→ SHORT PROBLEM 1:
Answer these questions about the post on launching an Agile Release Train, one line each:
(a) Which book did the author read before deciding to turn the multi-SDLC organization into a single Agile Release Train?
(b) How many of the most mature agile teams became the EDW Agile Release Train?
(c) Which group offered to provide the Enterprise Services functions as a service?
→ SHORT PROBLEM 2: In the post about launching an Agile Release Train, can you turn the paragraph beginning "Our implementation of SAFe occurred" into a short bulleted list that keeps its main facts?
→ SHORT PROBLEM 3: Would you write the next few paragraphs of the post about launching an Agile Release Train, picking up after its last sentence?

→ SELECTED EXCERPT:
Launching an Agile Release Train While Standing in a Waterfall
Some days I wonder if someone has put the EDW Release Train on a list of “must see” tourist attractions in Melbourne. We have a least two tour groups a month come and visit us to see how we have gone about scaling agile using the Scaled Agile Framework (SAFe). Some visitors are from within our company, others are from other IT shops in Melbourne, interstate or even occasionally from the US. Many of our local visitors are at the beginning of their agile journey and they always ask “Where should we start?”. The answer, of course, is start where you are; which is exactly what we did.
Our implementation of SAFe occurred shortly following an organisational restructure in which I had been appointed to lead a newly formed organisation that was the amalgamation of three interwoven groups: two Program Management functions and a Solution Design & Build team that supplied people to the programs. These groups were also augmented with an outsourced offshore build and test capability. This newly consolidated EDW delivery organisation operated under multiple SDLCs – ranging from agile to waterfall, depending on which group was executing the delivery effort. For the sake of everyone’s sanity, my first order of business was to settle on a single SDLC.
Having had some exposure to improvements in business outcomes enabled by more agile delivery approaches, I was keen to move all EDW delivery in this direction. As I have talked about in previous posts, I was concerned about our ability to coordinate across multiple teams and after reading Dean Leffingwell’s Scaling Software Agility, I decided to transform my multi-SDLC organisation into a single Agile Release Train. To do this, I needed the leadership of my new team to buy in to the concept.
The first problem we had to solve was how to organise. Our guidebook, Dean Leffingwell’s Agile Software Requirements contained material on key roles and groups but didn’t go so far as to suggest an organisational structure. With support from our Agile Coach, I ran several workshops with my extended leadership team talking about the Scaled Agile Framework and how we might organise ourselves into an Agile Release Train. (These sessions were later followed up through the formation of our first book club.)
We decided that the five most mature agile teams would become the EDW Agile Release Train and we would work to transition the other teams into the train over time. We landed on a target organisational structure consisting of five groups:
- Pipeline Services – Get the right stuff on the train
- Development Services – Deliver the right stuff to the station on time
- Deployment Services – Get the stuff off the train
- Transition Services – Get teams ready to join the train
- Enterprise Services – Help the train operate within a mostly waterfall enterprise.
Reaching consensus on an organisational structure proved more difficult than I had anticipated. The two major sticking points were the organisational alignment of the system team and the distinction between Pipeline and Enterprise Services. The debate regarding the system team oscillated between them being part of Development Services or part of Deployment Services, with a majority vote rather than consensus resulting in them starting life as part of Deployment Services. While this has occasionally caused us pain from an uptake perspective, overall I would say it has been a successful model. One of the main benefits has been the focus the system team gets from from not having to share a line manager with the six feature teams. With respect to Enterprise Services, it ended up a moot point with the Department PMO group offering to provide those functions as a service to us, agreeing that Pipeline Services belonged with the Release Train.

→ RAW DATA:
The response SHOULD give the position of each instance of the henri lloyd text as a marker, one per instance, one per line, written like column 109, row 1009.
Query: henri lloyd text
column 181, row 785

→ FINAL RESULT 1:
(a) Dean Leffingwell's Scaling Software Agility.
(b) Five.
(c) The Department PMO group.

→ FINAL RESULT 2:
- SAFe was implemented soon after an organizational restructure.
- The author was appointed to lead a new organization that merged three interwoven groups: two Program Management functions and a Solution Design & Build team that supplied people to the programs.
- An outsourced offshore build and test capability augmented these groups.
- The consolidated EDW delivery organization used multiple SDLCs, from agile to waterfall, depending on the group doing the work.
- The author's first priority was to settle on a single SDLC.

→ FINAL RESULT 3:
Today the Pipeline Services team is headed up by a Program Portfolio Manager and consists of four Project Portfolio Managers and a couple of System Specialists. For a more detailed understanding of how the Project Manager role evolved into that of a Project Portfolio Manager check out my earlier post: What Happens to Project Managers When You Implement SAFe?. I realise that on paper Pipeline Services could easily be confused with a traditional PMO. This is not our intent. Unlike a traditional PMO, this team’s mission is to provide services to the development teams and not to manage or govern them. Another of our early mistakes was allowing the Pipeline team to push epics to specific delivery teams of their choosing. Over time we have transitioned to a model where by the Pipeline team showcase their work (ready to discover epics) to their product owner (development services). The Feature teams can then pull the priority features into their rolling four iteration plan as required. We still don’t have this practice as smooth as I would like it to be, with organisational politics often creating situations where work allocation begins to look a lot more like push than pull, however we are committed to continually refining the process.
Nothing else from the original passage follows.